Directions
Find where "Q: Identify one point on each instance of the glass" appears in the records below, then return that line and every later line exactly, stopping only at the last line.

-=-=-=-=-

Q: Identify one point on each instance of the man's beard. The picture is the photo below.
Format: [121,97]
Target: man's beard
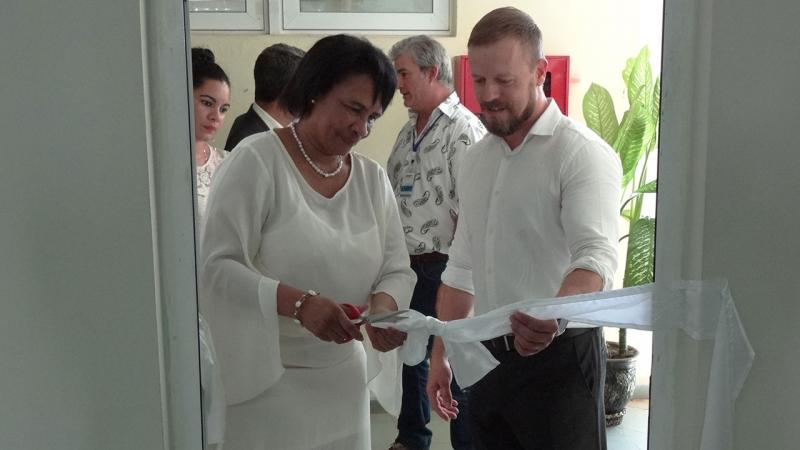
[505,128]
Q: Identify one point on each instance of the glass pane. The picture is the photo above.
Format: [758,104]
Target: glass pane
[366,6]
[218,6]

-=-=-=-=-

Answer box
Q: Identify one point on each instance of the glass pane. The picture is the photo above.
Format: [758,104]
Target: glass pane
[366,6]
[218,6]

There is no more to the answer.